● GIVEN TEXT
Patch 3 (with the suggested changes) should be moved at the beginning of
the series to keep things bisectable.

>
> drivers/mtd/mtdconcat.c | 11 ++-
> drivers/mtd/mtdcore.c | 133 +++++++++++++++++++++++++++----
> drivers/mtd/nand/raw/nand_base.c | 52 +++---------
> include/linux/mtd/mtd.h | 109 +++++++++++++++++++++----
> include/linux/mtd/rawnand.h | 5 +-
> 5 files changed, 234 insertions(+), 76 deletions(-)
>

2021-10-15 12:47:36

by Miquel Raynal

[permalink] [raw]
Subject: Re: [PATCH 0/3] mtd: core: protect access to mtd devices while in suspend

Hi Sean,

[email protected] wrote on Mon, 11 Oct 2021 16:05:46 +0200:

> On Mon, 11 Oct 2021 13:52:50 +0200
> Sean Nyekjaer <[email protected]> wrote:
>
> > Follow-up on discussion in https://lkml.org/lkml/2021/10/4/41
> >
> > Changes since from rfc v1/v2:
> > - added access protection for all device access hooks in mtd_info.
> > - added Suggested-by to [1/3] patch.
> > - removed refereces to commit ef347c0cfd61 ("mtd: rawnand: gpmi: Implement exec_op")
> > from commit msg as commit 013e6292aaf5 ("mtd: rawnand: Simplify the locking") is
> > to be blamed.
> > - tested on a kernel with LOCKDEP enabled.
> >
> > @Miquel: I havn't covered every ioctl, to me it looks like they havn't
> > direct device access.

Yes indeed it looks like they re-use most of the mtdcore.c functions,
so it should be fine.

> > One (small) issue still present. gpmi_nand.c uses the rwsem before it's
> > initialized. Seems cumbersome to have every mtd/nand driver to call
> > init_waitqueue_head() and init_rwsem(). Could we somehow move the call
> > to mtd_set_dev_defaults() before nand_create_bbt()?
>
> I have a nasty trick for that one, but I'm not sure Miquel will like it
> (actually, I don't like it either, but it's so simple compared to the
> other options we have that I'm tempted to go for this approach until
> someone has time to invest in a cleaner solution :-)):
>
> diff --git a/drivers/mtd/nand/raw/nand_base.c b/drivers/mtd/nand/raw/nand_base.c
> index 3d6c6e880520..a9ac2d528a4d 100644
> --- a/drivers/mtd/nand/raw/nand_base.c
> +++ b/drivers/mtd/nand/raw/nand_base.c
> @@ -6222,8 +6222,6 @@ static int nand_scan_tail(struct nand_chip *chip)

● EXERCISE PROMPT
In the patch thread, write out the passage again starting with "[email protected] wrote on" and going on through "to [1/3] patch.", switching "rfc" to "RFC".

● DATA EXCERPT
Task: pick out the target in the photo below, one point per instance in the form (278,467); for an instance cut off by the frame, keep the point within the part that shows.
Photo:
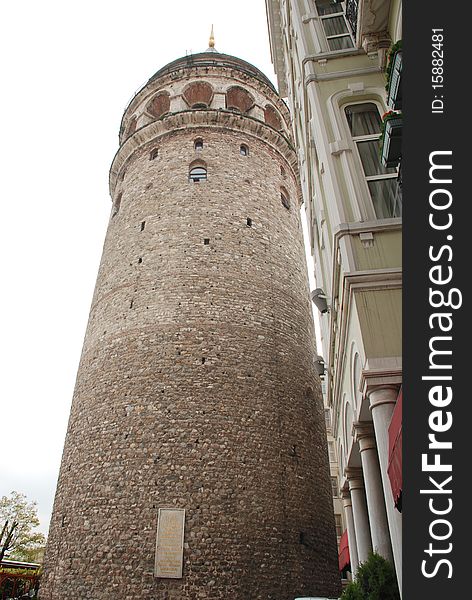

● TASK OUTPUT
[email protected] wrote on Mon, 11 Oct 2021 16:05:46 +0200:

> On Mon, 11 Oct 2021 13:52:50 +0200
> Sean Nyekjaer <[email protected]> wrote:
>
> > Follow-up on discussion in https://lkml.org/lkml/2021/10/4/41
> >
> > Changes since from RFC v1/v2:
> > - added access protection for all device access hooks in mtd_info.
> > - added Suggested-by to [1/3] patch.